--- START ---

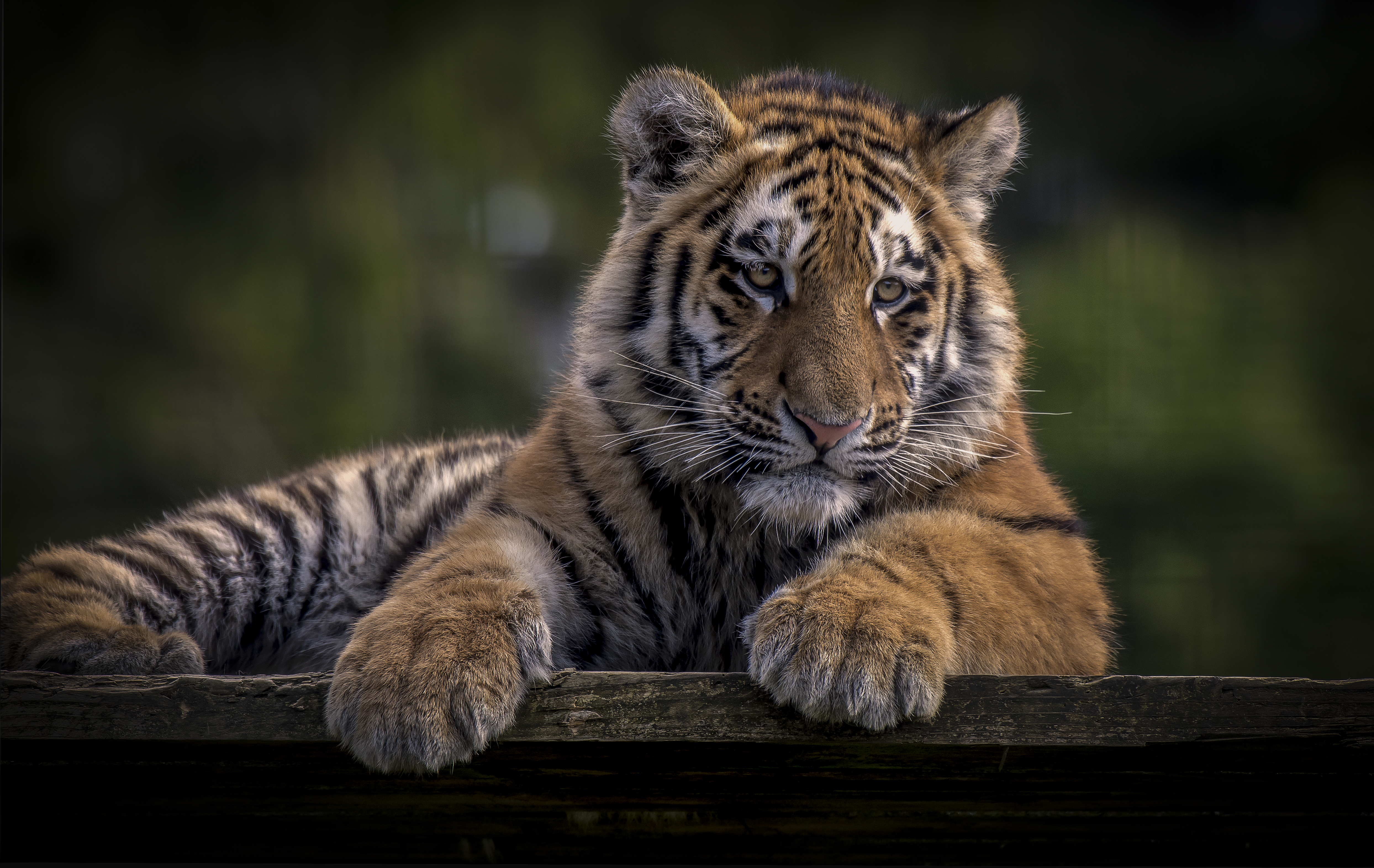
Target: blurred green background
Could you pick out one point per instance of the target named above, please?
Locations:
(240, 237)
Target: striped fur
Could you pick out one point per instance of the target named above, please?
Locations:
(824, 480)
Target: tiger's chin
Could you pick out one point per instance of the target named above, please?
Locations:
(806, 498)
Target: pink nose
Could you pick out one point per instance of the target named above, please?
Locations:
(826, 436)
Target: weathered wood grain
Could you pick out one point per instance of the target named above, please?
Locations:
(635, 706)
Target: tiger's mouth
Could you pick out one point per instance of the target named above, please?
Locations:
(810, 495)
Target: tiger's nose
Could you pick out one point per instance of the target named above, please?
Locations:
(826, 436)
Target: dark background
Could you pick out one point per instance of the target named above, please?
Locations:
(240, 237)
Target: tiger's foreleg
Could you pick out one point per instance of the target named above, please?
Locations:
(440, 668)
(869, 635)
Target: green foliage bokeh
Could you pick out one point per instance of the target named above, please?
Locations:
(241, 237)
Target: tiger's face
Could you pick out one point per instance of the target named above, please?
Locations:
(803, 321)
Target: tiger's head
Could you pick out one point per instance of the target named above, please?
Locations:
(799, 303)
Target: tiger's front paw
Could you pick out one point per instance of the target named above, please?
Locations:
(850, 647)
(429, 680)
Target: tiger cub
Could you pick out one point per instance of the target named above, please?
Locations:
(791, 443)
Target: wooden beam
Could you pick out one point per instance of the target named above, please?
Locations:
(648, 706)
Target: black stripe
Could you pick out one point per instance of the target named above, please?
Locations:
(613, 543)
(288, 535)
(595, 646)
(792, 183)
(1072, 525)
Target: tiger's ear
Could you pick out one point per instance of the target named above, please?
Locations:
(667, 126)
(973, 153)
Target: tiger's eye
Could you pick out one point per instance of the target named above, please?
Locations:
(763, 277)
(888, 290)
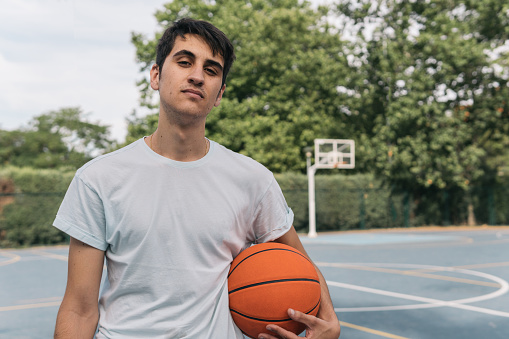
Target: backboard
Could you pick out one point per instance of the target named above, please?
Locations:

--- END ---

• **DESCRIPTION OF THE TASK**
All of the data gets printed again exactly; the pictures do not.

• **OUTPUT FOR THIS TASK**
Target: blurred green background
Could you pick out one point per instance of the target named above, please?
Locations:
(240, 237)
Target: striped fur
Could you pick out one point per instance of the target named above, please?
Locations:
(824, 480)
Target: tiger's chin
Could you pick out one point per instance of the target named above, please?
Locations:
(806, 498)
Target: pink nose
Could you pick out one point per instance of the target named above, please?
Locations:
(826, 436)
Target: weathered wood grain
Could you pick out one point per instance of the target named above, please?
Locations:
(635, 706)
Target: tiger's mouth
Could you pick out one point per instance of the target named above, please?
Locations:
(810, 495)
Target: tiger's nose
Could you pick out one point per instance of the target named above, please?
Locations:
(826, 436)
Target: dark background
Could you pick out one point per instance of the target named above, please?
Locations:
(240, 237)
Target: tiger's foreleg
Could you pick out one point per instance of the target named above, please?
Locations:
(440, 668)
(869, 635)
Target: green foliage bokeh
Could you pick out one point per instance of the target named above, please?
Locations:
(241, 237)
Target: tiger's face
Could you pick out one point per instance of the target named above, please?
Locations:
(803, 321)
Target: tiger's head
Could you pick out one point per instance of the target named above, please?
Locations:
(799, 303)
Target: tiger's front paw
Could you pick out one point per instance of the target named above, please?
Locations:
(850, 647)
(429, 680)
Target: tiger cub
Could you pick out one point per instance of the target named above, please?
Locations:
(791, 443)
Target: wooden beam
Could you pick out one point per instance of the target named above, please?
Locations:
(648, 706)
Target: black stripe
Could you pick out one point per instance of the target named above, please?
Locations:
(613, 543)
(288, 535)
(595, 646)
(792, 183)
(1072, 525)
Target: tiger's ear
Could you pick out one point per instance of the target named above, please?
Locations:
(667, 126)
(973, 153)
Target: tiger's eye
Could you pick out one point per instance of the target named above, please?
Locations:
(763, 277)
(888, 290)
Target: backboard
Could you pick out one point per instance of the target named above, please?
Locations:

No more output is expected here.